Instructions for the task —
Reproduce only the rows from the one containing "Spot the small aircraft" down to the last row, requests included, and add 145 to every x and y coordinate in the answers.
· · ·
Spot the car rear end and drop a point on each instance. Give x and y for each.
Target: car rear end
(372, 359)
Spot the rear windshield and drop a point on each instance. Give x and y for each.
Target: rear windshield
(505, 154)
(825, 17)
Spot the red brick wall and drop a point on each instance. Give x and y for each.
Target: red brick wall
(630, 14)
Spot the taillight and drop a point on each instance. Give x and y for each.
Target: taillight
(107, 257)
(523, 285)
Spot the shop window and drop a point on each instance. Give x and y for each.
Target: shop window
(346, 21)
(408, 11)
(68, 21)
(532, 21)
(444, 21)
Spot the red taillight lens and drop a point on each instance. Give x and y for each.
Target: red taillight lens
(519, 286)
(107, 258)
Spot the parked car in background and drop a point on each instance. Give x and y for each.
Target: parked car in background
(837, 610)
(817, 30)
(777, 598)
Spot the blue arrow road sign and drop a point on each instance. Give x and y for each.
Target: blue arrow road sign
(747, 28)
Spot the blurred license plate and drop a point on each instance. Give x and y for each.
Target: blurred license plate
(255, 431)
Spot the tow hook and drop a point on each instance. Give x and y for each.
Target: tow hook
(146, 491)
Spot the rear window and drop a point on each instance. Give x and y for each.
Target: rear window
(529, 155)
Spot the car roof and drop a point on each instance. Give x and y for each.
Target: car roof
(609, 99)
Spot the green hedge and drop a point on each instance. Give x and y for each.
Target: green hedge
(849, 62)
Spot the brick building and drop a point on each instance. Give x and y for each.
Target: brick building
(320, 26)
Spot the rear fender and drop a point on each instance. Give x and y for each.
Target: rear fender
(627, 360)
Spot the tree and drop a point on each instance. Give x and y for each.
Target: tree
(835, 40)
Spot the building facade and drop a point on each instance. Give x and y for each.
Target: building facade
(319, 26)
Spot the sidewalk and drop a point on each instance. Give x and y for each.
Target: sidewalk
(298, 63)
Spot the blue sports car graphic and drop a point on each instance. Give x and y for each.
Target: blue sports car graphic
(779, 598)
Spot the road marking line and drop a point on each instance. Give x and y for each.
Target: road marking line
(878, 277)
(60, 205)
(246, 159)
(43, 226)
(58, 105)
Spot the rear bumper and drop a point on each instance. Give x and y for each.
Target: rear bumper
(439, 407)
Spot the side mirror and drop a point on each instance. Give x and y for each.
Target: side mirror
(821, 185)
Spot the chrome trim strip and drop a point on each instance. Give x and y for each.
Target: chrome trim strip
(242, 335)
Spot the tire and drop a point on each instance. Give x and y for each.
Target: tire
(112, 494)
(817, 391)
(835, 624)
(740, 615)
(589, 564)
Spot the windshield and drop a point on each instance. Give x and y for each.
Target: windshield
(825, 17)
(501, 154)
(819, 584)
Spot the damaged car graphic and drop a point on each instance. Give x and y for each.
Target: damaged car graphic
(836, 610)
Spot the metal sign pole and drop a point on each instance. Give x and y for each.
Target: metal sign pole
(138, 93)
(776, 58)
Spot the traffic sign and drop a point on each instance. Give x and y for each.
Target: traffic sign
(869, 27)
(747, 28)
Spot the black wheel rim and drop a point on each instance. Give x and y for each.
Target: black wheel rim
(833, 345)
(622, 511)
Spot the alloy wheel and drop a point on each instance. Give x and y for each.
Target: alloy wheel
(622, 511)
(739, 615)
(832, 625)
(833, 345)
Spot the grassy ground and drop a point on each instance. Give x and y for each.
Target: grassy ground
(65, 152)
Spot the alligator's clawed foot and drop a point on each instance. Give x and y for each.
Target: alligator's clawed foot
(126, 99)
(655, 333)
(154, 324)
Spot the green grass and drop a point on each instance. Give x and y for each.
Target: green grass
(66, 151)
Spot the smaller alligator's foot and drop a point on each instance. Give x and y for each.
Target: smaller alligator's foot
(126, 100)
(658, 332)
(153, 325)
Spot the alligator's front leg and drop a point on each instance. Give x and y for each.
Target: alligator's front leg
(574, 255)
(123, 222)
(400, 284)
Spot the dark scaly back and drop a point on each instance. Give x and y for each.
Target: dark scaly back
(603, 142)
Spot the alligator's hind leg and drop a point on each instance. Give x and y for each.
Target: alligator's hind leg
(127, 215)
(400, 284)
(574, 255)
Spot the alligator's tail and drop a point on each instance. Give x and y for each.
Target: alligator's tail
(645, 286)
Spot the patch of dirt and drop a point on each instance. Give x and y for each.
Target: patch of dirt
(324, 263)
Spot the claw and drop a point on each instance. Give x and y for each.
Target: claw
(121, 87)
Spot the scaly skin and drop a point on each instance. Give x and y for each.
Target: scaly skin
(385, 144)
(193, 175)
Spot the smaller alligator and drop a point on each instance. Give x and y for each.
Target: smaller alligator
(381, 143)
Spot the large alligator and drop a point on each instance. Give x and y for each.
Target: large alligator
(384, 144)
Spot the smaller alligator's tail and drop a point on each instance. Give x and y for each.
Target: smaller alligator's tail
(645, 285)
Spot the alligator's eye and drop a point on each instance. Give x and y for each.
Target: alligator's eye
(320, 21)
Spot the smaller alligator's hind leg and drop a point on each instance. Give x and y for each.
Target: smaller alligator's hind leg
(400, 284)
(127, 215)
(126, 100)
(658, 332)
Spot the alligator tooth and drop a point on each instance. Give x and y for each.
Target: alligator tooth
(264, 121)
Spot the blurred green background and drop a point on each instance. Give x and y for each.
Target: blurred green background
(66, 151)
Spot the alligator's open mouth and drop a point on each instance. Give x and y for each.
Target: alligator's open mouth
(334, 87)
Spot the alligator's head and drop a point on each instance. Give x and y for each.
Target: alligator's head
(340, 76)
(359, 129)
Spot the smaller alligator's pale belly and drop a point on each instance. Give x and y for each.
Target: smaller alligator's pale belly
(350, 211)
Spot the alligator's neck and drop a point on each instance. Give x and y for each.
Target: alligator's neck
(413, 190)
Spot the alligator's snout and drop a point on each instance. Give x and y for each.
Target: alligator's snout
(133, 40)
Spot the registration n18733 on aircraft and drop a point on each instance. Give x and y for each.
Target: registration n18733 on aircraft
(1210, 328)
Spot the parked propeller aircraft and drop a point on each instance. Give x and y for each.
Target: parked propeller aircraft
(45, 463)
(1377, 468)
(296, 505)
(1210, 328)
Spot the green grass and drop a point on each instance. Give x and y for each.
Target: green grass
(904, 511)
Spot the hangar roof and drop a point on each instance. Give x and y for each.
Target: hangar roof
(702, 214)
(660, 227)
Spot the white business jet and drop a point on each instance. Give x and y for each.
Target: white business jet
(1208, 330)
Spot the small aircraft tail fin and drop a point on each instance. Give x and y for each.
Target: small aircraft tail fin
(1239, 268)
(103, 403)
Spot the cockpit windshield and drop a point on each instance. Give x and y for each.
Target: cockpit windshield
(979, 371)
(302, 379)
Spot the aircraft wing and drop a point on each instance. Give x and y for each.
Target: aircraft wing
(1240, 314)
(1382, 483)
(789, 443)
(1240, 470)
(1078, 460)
· · ·
Response below —
Spot the small aircraft tail fin and drop a point on each instance. Give x and y for each.
Target: small aircraft tail fin
(1384, 413)
(248, 548)
Spot the cockpit windshield and drop a point on each instance. Give x and y for each.
Target: cockpit windshield
(1124, 516)
(447, 524)
Spot the aircraft wing and drop a point on each instance. Give x and y for each.
Target: aircraft wing
(1385, 459)
(1527, 628)
(934, 588)
(1385, 615)
(1223, 605)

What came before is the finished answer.